Beyond the threat posed by dengue, Brazil is impacted by other emerging arboviruses whose aetiological agents are also transmitted by Ae. aegypti. These include chikungunya fever, with 277,882 cases reported in Brazil in 2016, 185,593 in 2017 and 87,687 in 2018, whereas the number of Zika fever cases was 216,207 in 2016, 17,593 in 2017 and 8680 in 2018 [23]. The aggravating factors of Zika virus infection are the alterations it produces in the development and growth of foetuses and children. Since epidemiological week 45 in 2015, there have been 3279 confirmed cases with adverse outcomes, including congenital Zika syndrome and microcephaly, in Brazil [24].

The interventions that focus on the control of Ae. aegypti encompass the surveillance and control of the mosquito, epidemiological surveillance of both suspected and confirmed cases of the disease, and social communication and health education [10, 11]. According to the Brazilian Ministry of Health, the annual financial investment in vector control programmes focusing on Ae. aegypti in Brazil has to date exceeded USD$ 300 million [25].

Entomological surveillance and control of Ae. aegypti present great challenges for public health. The search for methods that would help optimize entomological control permits, beyond financial support given to programmes, are directed to the points of greatest environmental and epidemiological risk, which receive preferential treatment [17, 26,27,28]. Therefore, effective control of Ae. aegypti results in the reduction of the risk of acquiring dengue infection and other arboviruses [1, 29]. Thus, the use of oviposition traps in surveillance programmes focused on Ae. aegypti is a sensitive and safe way of helping coordinate mosquito control [30, 31]. Within this context, validation of the methods usually employed and available for the control of Ae. aegypti is fundamental to guaranteeing the effectiveness of the measures used for the control of this vector and for the safety of society with regard to the various arboviruses linked to this vector [4]. Thus, our study aimed to (i) evaluate the implementation of ovitraps as an additional method for entomological surveillance in the geographical region of the study, and (ii) determine the influence of the spatial distribution of locations used to store recyclable materials on the occurrence of Ae. aegypti larval habitats.

Instructions -
- a) Answer these questions from the passage on Aedes aegypti in Brazil.
(i) How many chikungunya fever cases were reported in Brazil in 2017?
(ii) What amount has the annual financial investment in vector control programmes focusing on Ae. aegypti in Brazil exceeded, according to the Brazilian Ministry of Health?
(iii) What is the first aim of the study?
- b) Resume the passage on Aedes aegypti in Brazil, starting after its final sentence.

Stored data -
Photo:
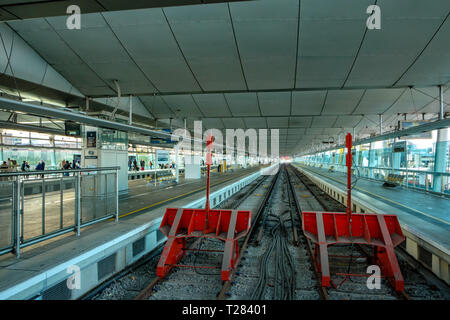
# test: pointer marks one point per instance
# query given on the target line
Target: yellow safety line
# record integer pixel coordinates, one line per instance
(389, 200)
(173, 198)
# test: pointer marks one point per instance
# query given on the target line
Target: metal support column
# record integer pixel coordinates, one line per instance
(61, 200)
(43, 204)
(17, 218)
(177, 173)
(78, 203)
(130, 120)
(381, 124)
(440, 155)
(116, 193)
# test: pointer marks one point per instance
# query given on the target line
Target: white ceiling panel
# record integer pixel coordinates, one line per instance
(255, 122)
(147, 37)
(314, 131)
(266, 33)
(212, 123)
(183, 105)
(433, 65)
(206, 38)
(328, 41)
(376, 101)
(413, 100)
(243, 104)
(323, 121)
(300, 122)
(307, 102)
(275, 103)
(296, 131)
(347, 121)
(212, 105)
(233, 123)
(341, 101)
(387, 53)
(157, 106)
(278, 122)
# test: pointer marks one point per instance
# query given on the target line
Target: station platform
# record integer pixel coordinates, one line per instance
(424, 217)
(108, 247)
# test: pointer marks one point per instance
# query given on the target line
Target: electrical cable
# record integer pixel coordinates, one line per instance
(8, 63)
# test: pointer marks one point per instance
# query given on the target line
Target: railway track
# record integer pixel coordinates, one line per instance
(276, 258)
(189, 278)
(419, 284)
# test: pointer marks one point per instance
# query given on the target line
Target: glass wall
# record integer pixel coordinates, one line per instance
(33, 147)
(414, 158)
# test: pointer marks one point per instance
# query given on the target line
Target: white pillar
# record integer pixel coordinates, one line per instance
(130, 120)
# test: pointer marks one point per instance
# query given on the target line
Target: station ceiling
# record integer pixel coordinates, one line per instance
(310, 68)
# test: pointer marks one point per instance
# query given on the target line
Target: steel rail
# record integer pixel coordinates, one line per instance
(227, 284)
(148, 290)
(322, 291)
(401, 294)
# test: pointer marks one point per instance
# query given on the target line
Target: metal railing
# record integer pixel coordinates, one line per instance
(39, 205)
(413, 178)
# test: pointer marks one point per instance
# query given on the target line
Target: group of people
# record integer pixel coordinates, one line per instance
(66, 165)
(11, 166)
(134, 166)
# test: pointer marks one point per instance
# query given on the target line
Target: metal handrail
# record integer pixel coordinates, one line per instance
(40, 172)
(18, 240)
(389, 168)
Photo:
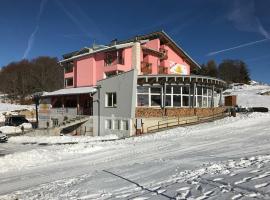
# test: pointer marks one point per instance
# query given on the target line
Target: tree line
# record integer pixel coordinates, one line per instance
(21, 79)
(231, 71)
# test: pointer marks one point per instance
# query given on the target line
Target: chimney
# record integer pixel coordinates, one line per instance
(114, 42)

Answers for the exercise -
- a)
(i) 185,593
(ii) USD$ 300 million
(iii) To evaluate the implementation of ovitraps as an additional method for entomological surveillance in the geographical region of the study.

- b)
Study area

The present study was conducted in the municipality of Santa Bárbara d’Oeste, São Paulo State, southeastern Brazil (Fig. 1) (22°45′17″S, 47°24′52″), at an average altitude of 560 m. The total area of the municipality is approximately 271 km2. Based on the classification proposed by Koeppen [32], Santa Bárbara d’Oeste possesses a climate defined as Cwa, characterized as high-level tropical, with summer rains and dry winters. The average temperatures of the hottest and coldest months are above 22 °C and 12 °C, respectively. The average annual rainfall is 1,466.1 mm [33, 34].

Fig. 1

Location of the study areas in Santa Bárbara dʼOeste, São Paulo State, Brazil

Field collection

Two methods were employed for the mosquito collection, i.e. larvae were taken from different kinds of habitats daily during a house-to-house survey. Only positive habitats were recorded. For egg surveys, 155 mosquito ovitraps were placed throughout the municipality. Both methods are described in manuals for dengue control [10, 11, 21]. During the three-year study, interventions for vector control were carried out in various areas of the municipality by the same group of technical personnel using the same operational and technical skills. Field collection occurred from 2014 to 2016 (Fig. 2). Larval habitats were eliminated after larval/pupal collections, and the residents were taught about the procedures to avoid the emergence of new mosquito habitats both indoors and outdoors. This is part of an educational programme that is conducted together with Aedes control. Houses were monitored every two months throughout the year.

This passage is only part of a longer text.